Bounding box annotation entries
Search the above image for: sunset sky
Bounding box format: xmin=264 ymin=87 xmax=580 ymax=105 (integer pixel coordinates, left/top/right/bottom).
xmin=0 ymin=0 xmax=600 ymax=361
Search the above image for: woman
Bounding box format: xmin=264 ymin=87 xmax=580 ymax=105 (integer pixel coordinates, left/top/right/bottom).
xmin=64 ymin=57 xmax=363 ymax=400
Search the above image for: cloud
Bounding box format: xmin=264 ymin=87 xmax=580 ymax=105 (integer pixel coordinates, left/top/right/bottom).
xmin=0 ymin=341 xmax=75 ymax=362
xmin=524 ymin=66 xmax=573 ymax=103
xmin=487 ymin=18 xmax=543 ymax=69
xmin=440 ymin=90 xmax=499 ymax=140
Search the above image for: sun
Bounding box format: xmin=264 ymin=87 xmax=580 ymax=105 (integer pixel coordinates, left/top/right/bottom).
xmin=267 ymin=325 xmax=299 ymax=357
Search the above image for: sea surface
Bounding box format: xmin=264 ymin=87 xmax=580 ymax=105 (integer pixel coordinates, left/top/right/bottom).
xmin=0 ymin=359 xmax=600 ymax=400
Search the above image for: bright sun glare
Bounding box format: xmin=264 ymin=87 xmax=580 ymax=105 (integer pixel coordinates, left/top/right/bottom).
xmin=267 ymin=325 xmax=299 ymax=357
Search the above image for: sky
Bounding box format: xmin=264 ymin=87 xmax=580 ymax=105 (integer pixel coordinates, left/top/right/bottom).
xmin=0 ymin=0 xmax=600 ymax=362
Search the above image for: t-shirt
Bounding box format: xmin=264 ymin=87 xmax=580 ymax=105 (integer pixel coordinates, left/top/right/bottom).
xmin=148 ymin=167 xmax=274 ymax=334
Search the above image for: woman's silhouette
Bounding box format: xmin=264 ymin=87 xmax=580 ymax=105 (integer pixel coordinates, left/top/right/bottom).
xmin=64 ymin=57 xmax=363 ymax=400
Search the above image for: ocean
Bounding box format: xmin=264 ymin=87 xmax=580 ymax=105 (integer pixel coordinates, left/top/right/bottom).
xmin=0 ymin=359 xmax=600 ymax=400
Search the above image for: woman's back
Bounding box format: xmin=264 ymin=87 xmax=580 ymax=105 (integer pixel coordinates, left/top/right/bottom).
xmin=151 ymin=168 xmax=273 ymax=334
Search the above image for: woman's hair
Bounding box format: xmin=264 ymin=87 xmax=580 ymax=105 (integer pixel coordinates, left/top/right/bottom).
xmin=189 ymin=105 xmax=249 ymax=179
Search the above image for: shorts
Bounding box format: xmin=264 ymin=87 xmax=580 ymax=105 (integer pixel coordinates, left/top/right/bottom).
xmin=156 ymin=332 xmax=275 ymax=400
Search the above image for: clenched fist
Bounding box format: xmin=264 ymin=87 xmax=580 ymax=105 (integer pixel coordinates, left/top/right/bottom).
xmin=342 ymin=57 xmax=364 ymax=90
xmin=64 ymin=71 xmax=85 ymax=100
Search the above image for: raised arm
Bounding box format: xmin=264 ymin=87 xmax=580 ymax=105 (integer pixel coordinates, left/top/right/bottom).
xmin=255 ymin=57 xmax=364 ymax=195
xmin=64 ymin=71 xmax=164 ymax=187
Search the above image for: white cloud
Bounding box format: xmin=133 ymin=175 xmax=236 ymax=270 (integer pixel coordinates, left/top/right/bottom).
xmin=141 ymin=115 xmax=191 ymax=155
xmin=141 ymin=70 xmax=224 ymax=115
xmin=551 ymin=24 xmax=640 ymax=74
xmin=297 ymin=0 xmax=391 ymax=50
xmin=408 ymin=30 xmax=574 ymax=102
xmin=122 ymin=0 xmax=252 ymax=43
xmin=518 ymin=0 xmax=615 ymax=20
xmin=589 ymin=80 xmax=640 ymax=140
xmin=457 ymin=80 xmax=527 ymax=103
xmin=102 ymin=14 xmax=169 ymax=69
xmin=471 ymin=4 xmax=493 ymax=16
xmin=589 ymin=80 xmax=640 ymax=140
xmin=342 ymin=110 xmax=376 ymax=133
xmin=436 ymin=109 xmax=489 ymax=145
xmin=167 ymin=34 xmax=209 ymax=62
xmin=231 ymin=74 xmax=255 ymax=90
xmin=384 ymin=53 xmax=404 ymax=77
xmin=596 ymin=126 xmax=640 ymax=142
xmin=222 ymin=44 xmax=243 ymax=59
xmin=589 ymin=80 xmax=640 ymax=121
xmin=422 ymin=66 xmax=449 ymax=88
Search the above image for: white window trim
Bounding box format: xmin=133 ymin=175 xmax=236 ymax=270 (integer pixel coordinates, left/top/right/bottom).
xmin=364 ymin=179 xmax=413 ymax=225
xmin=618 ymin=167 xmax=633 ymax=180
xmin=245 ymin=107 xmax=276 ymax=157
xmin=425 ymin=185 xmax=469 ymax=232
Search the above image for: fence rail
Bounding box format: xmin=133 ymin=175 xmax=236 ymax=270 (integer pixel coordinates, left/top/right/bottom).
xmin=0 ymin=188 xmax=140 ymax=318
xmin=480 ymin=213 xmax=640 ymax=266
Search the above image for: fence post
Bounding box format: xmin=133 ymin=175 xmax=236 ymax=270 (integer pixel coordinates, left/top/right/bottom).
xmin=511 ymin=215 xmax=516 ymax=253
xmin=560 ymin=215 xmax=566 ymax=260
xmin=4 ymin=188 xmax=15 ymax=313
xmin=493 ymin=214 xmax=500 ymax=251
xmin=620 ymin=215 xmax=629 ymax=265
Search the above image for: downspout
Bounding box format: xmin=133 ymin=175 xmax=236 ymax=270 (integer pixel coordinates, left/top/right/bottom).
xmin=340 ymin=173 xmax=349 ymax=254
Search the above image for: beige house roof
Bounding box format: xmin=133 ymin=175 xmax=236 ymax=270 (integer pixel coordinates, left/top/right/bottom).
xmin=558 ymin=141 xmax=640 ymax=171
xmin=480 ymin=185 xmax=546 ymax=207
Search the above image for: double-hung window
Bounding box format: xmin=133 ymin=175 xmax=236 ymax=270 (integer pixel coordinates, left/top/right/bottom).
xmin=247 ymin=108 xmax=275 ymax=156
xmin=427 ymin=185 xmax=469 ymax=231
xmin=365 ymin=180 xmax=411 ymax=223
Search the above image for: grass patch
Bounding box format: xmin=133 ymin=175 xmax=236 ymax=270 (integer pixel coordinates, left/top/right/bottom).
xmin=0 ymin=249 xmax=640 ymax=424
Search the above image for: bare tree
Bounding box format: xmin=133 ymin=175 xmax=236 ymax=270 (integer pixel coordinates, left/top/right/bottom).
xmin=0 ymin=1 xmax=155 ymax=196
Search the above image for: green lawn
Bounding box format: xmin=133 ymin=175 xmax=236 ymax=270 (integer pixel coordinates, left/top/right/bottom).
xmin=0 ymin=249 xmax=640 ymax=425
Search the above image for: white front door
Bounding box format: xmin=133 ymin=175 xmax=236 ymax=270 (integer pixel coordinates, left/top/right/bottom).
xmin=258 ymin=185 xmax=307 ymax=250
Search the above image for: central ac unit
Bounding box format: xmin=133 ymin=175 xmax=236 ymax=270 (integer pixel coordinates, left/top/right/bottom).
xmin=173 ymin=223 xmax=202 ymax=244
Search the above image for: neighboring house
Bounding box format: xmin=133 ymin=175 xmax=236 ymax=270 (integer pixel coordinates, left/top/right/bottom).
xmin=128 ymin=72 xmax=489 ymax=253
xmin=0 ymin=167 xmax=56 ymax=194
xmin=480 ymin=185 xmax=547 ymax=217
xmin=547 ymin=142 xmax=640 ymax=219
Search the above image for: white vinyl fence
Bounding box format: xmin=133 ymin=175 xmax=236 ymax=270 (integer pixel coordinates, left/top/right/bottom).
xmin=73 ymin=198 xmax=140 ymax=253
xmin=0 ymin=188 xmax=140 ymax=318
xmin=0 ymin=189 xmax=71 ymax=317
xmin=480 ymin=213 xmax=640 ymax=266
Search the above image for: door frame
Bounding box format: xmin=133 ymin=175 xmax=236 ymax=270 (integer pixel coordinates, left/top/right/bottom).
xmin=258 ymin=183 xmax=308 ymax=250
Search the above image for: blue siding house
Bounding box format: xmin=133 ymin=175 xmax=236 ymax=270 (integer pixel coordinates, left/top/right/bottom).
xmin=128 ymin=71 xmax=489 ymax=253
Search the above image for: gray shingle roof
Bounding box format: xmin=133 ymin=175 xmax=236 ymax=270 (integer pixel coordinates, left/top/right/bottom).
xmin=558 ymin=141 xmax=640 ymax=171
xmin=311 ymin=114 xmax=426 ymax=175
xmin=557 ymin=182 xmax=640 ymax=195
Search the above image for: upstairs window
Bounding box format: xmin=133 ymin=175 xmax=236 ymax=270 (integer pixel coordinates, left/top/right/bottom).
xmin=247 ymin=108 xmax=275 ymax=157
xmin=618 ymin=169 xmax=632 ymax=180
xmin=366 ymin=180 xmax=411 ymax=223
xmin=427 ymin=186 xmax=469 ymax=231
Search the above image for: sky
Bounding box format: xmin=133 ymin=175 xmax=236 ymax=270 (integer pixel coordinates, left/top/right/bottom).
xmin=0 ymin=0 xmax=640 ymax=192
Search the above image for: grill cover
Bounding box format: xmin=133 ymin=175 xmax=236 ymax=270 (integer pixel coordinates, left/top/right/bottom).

> **WHAT IS BEING ASKED**
Output as a JSON list of strings the lines of the records above, starting at the line containing "Search the above image for: raised arm" and ending at the line containing "xmin=422 ymin=66 xmax=449 ymax=88", one string per line with blank lines left out.

> **TASK SOLUTION**
[
  "Search the above image for: raised arm",
  "Bounding box format: xmin=264 ymin=87 xmax=580 ymax=105 (integer pixel coordinates, left/top/right/bottom).",
  "xmin=255 ymin=57 xmax=364 ymax=195",
  "xmin=64 ymin=71 xmax=164 ymax=187",
  "Search the above image for: white cloud",
  "Bounding box format: xmin=133 ymin=175 xmax=236 ymax=270 (integer pixel coordinates, left/top/right/bottom).",
  "xmin=141 ymin=115 xmax=191 ymax=155",
  "xmin=141 ymin=70 xmax=224 ymax=115",
  "xmin=551 ymin=24 xmax=640 ymax=74",
  "xmin=297 ymin=0 xmax=391 ymax=50",
  "xmin=408 ymin=30 xmax=574 ymax=102",
  "xmin=122 ymin=0 xmax=252 ymax=43",
  "xmin=518 ymin=0 xmax=615 ymax=20",
  "xmin=589 ymin=80 xmax=640 ymax=140",
  "xmin=457 ymin=80 xmax=527 ymax=103",
  "xmin=102 ymin=14 xmax=169 ymax=69",
  "xmin=471 ymin=4 xmax=493 ymax=16",
  "xmin=589 ymin=80 xmax=640 ymax=140",
  "xmin=342 ymin=110 xmax=376 ymax=133",
  "xmin=436 ymin=109 xmax=489 ymax=145",
  "xmin=167 ymin=34 xmax=209 ymax=62",
  "xmin=231 ymin=74 xmax=255 ymax=90",
  "xmin=384 ymin=53 xmax=404 ymax=77",
  "xmin=596 ymin=126 xmax=640 ymax=142",
  "xmin=222 ymin=44 xmax=243 ymax=59",
  "xmin=589 ymin=80 xmax=640 ymax=121",
  "xmin=422 ymin=66 xmax=449 ymax=88"
]